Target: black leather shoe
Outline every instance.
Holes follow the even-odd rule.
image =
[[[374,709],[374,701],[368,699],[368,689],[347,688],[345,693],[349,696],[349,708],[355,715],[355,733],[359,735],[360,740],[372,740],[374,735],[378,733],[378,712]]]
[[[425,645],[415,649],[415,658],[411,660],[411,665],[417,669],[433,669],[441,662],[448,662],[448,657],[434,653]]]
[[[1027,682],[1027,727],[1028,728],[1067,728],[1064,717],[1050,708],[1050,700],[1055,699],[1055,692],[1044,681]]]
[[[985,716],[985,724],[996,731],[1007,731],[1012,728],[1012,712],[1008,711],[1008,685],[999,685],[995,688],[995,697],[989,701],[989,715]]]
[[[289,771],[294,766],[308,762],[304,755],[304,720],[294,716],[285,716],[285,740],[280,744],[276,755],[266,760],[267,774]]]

---

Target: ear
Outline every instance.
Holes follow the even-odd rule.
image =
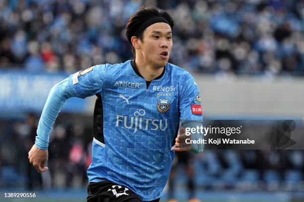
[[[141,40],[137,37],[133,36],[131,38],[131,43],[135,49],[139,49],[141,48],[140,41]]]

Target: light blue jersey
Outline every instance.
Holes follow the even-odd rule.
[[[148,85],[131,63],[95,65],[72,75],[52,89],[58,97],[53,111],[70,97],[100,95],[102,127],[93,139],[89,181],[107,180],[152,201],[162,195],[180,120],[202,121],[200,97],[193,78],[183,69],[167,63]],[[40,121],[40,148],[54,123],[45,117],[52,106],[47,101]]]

__Tujuan__. Ambil setiap baris dari materi di atas yang memuat kata "Target", lalu salin baris-baris tersebut. Huruf besar dan kecil dibedakan.

__Hasil__.
Target: black leather shoe
Target: ear
Target: light blue jersey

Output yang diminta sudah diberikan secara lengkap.